── Bloco de texto ──

Mas, generoso, Eco disse que poderiam ficar para uma conversa. Clóvis ficou a tarde inteira com ele. Quando Umberto perguntou se Clóvis queria algo, ele fez o escritor rir com um pedido inusitado: um simples iogurte com leite.
Eco deu uma gargalhada orgiástica, que provavelmente foi a mais sonora e sincera até sua morte, um ano depois. E Clóvis ensinou ao Nobel da literatura uma lição: o prazer de ser você mesmo e quebrar convenções sociais. Eco esperava servir uísque ou vinho — e virou palestra.
Uso esses exemplos para te dizer que você não precisa ser o Clóvis para se defender diante de seus pais ou da sociedade. Mas precisa de força e conhecimento. Isso se chama vontade de potência. É melhor errar com as próprias pernas, desde que o trajeto tenha sido escolhido por você. Porque será você quem vai caminhar, correr, dançar ou pular os obstáculos.

───
── Linhas exibidas ──

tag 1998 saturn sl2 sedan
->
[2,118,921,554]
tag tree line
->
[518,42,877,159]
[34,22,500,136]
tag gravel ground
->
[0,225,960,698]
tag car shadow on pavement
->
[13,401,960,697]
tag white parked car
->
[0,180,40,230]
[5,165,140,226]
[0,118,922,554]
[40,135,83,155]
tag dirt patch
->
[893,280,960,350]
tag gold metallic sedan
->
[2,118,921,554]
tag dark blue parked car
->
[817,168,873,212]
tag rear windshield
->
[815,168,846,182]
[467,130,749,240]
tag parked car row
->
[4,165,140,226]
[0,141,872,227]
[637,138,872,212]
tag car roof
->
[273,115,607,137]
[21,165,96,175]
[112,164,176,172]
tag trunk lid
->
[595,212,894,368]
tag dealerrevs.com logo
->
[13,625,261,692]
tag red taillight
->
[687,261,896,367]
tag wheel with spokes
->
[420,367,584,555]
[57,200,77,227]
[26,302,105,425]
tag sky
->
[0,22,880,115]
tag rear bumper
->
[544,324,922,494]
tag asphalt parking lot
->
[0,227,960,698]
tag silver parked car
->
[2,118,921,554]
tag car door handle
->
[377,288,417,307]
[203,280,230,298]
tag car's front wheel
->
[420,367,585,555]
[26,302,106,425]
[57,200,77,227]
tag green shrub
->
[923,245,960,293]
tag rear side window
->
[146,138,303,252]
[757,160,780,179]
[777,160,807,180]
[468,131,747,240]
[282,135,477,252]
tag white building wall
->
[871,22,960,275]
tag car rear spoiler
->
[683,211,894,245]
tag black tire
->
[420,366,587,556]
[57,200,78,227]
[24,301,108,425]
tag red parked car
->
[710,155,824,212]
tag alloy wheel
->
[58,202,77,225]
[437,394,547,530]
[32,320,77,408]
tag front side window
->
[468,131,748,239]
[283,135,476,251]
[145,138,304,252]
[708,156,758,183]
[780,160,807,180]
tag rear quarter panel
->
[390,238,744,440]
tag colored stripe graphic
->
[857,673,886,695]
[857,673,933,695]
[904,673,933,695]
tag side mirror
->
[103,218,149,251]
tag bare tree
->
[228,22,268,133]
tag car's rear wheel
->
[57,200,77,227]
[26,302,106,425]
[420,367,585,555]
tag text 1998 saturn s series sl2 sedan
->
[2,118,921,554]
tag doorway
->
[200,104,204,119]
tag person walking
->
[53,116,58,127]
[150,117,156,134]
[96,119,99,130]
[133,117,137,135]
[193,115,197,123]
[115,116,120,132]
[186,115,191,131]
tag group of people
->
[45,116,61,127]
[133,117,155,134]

───
── Linhas exibidas ──

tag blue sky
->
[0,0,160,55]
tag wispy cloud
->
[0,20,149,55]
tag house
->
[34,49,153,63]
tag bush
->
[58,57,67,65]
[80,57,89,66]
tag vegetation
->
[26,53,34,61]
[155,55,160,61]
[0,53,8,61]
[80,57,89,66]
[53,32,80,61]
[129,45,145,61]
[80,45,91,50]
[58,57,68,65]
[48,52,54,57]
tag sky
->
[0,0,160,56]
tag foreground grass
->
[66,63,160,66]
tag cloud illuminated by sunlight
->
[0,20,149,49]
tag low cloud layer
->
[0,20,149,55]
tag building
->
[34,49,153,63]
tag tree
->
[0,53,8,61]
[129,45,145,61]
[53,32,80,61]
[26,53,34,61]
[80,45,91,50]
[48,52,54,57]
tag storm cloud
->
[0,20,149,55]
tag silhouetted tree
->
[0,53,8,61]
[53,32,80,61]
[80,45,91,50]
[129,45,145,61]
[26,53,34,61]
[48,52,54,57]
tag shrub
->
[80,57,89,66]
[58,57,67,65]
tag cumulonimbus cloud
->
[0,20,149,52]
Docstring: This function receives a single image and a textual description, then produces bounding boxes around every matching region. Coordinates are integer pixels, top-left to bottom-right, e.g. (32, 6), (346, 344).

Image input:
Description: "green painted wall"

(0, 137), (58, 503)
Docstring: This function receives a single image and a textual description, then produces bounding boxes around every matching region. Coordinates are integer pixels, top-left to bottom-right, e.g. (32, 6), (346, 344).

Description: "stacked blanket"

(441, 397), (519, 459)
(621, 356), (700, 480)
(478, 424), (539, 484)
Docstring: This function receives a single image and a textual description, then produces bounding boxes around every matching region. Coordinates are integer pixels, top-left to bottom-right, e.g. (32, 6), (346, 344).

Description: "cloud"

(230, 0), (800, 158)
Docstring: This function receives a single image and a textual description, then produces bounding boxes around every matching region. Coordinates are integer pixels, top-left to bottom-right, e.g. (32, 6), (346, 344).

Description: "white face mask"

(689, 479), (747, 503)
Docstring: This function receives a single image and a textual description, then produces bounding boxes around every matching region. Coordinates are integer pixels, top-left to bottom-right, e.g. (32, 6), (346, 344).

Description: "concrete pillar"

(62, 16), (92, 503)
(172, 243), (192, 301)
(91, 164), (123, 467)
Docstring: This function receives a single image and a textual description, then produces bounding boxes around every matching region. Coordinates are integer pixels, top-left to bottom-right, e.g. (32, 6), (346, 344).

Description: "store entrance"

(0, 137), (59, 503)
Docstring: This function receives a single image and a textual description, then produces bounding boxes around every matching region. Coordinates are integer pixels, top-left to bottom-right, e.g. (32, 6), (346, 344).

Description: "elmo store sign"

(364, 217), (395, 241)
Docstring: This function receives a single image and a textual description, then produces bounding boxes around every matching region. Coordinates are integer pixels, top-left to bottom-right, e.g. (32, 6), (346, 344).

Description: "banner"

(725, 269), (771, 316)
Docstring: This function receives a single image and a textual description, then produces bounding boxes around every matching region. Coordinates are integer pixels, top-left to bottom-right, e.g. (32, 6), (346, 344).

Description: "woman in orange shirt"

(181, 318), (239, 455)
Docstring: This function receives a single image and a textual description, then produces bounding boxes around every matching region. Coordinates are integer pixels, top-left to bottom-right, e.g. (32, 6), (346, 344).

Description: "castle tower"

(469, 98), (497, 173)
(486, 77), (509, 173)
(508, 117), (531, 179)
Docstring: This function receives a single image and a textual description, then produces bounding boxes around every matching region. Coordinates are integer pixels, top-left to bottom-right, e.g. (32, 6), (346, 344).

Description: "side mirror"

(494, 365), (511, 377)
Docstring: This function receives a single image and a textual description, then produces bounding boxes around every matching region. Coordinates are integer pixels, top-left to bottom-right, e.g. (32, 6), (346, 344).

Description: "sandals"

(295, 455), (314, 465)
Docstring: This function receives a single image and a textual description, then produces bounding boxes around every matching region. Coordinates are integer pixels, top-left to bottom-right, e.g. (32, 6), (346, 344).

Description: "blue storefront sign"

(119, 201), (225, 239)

───
── Linhas exibidas ──

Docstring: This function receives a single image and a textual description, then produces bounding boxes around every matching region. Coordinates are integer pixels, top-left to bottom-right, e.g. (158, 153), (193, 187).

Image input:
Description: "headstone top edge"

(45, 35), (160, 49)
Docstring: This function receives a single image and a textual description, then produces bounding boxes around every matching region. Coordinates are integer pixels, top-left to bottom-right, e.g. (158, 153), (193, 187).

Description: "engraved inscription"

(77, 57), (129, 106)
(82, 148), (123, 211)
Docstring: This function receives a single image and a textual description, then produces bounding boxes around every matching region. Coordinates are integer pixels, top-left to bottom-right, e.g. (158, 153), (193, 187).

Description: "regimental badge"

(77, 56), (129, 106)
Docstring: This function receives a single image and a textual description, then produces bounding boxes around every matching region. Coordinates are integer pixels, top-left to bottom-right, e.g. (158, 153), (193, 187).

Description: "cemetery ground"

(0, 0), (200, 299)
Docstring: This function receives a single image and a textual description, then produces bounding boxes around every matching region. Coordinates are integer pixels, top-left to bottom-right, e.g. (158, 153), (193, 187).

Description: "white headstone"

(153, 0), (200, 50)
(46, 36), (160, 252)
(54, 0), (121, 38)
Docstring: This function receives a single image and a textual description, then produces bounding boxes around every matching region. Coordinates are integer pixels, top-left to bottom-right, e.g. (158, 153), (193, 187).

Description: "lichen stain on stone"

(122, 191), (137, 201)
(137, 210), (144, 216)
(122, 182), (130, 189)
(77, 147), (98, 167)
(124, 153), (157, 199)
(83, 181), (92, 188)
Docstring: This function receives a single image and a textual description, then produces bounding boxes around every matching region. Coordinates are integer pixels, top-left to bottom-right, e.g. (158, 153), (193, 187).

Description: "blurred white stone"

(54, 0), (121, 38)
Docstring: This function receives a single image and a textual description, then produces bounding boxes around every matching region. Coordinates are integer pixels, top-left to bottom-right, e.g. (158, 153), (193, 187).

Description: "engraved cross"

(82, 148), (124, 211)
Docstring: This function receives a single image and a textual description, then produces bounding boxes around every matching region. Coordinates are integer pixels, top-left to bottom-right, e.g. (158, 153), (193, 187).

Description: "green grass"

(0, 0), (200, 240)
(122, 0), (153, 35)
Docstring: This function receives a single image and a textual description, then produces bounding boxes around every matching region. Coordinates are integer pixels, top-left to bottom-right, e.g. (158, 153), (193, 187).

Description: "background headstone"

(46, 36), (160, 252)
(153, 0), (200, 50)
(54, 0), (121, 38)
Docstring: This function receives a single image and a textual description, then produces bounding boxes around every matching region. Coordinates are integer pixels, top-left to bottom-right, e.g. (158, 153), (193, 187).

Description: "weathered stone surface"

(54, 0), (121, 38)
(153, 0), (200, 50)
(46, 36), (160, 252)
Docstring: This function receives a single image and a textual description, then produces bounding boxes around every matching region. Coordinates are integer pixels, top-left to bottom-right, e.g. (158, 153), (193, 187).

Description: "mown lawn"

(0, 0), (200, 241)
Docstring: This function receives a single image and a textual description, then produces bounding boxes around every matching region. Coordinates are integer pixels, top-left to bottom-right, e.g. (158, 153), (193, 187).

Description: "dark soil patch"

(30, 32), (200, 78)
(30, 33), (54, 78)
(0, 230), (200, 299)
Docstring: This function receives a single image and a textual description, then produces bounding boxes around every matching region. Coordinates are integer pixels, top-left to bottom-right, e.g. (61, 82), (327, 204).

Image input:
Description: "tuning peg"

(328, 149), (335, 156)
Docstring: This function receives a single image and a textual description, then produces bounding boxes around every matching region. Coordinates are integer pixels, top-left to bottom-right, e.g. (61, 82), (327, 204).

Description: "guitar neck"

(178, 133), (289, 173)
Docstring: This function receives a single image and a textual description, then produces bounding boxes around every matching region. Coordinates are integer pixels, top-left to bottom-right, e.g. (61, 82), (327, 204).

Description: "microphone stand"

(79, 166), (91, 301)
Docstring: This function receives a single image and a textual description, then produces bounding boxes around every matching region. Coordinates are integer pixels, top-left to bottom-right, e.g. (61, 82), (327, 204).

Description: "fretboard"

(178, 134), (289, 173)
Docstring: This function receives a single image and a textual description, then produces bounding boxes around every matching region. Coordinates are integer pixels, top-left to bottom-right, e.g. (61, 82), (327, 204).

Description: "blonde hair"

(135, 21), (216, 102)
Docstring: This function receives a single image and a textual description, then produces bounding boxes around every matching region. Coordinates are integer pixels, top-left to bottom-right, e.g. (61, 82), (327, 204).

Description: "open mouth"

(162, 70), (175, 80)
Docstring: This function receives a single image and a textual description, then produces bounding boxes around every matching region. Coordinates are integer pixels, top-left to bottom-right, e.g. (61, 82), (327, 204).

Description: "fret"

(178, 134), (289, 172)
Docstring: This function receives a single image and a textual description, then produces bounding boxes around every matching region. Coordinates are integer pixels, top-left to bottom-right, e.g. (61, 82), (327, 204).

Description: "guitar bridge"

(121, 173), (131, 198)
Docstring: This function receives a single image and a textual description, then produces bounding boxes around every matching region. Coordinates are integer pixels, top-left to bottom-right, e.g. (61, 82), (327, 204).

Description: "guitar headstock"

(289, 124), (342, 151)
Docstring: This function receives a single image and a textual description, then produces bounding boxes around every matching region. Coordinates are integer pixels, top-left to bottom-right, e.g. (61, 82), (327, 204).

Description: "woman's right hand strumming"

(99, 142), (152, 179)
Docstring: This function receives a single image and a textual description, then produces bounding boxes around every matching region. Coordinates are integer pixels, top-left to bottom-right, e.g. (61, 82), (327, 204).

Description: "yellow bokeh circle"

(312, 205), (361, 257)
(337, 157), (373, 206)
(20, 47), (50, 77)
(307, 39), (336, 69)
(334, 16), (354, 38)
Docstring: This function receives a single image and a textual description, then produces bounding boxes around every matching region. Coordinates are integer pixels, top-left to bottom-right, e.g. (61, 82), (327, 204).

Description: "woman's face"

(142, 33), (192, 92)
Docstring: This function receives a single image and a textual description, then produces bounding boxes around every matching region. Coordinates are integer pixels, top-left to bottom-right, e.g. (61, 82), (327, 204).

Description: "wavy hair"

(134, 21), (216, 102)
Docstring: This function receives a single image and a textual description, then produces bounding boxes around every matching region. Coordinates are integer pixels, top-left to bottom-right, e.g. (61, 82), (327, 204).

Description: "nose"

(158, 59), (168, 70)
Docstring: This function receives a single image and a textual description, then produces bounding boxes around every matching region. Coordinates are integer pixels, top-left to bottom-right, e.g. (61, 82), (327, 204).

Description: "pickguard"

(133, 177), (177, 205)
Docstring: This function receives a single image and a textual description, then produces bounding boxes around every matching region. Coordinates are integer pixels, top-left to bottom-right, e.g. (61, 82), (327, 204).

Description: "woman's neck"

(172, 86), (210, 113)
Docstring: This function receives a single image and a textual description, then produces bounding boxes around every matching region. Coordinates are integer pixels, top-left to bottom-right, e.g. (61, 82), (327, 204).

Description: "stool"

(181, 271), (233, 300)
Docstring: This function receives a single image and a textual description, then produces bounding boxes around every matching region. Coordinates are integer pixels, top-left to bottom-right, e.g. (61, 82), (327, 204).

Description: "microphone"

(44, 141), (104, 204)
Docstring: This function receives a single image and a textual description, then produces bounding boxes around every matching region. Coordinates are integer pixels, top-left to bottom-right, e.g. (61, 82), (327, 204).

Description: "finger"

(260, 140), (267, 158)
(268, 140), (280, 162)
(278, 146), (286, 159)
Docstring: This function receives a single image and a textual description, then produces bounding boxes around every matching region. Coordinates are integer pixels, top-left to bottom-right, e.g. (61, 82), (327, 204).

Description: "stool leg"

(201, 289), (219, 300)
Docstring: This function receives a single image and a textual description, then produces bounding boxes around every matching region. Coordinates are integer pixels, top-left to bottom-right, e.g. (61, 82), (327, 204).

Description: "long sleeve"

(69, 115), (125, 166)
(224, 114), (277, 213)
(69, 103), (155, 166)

───

Descrição do exercício: Segundo o bloco de texto, por que é melhor errar com as próprias pernas, desde que o trajeto tenha sido escolhido por você? Explique em uma a três frases.

Resposta do exercício: Porque será você quem vai caminhar, correr, dançar ou pular os obstáculos desse trajeto.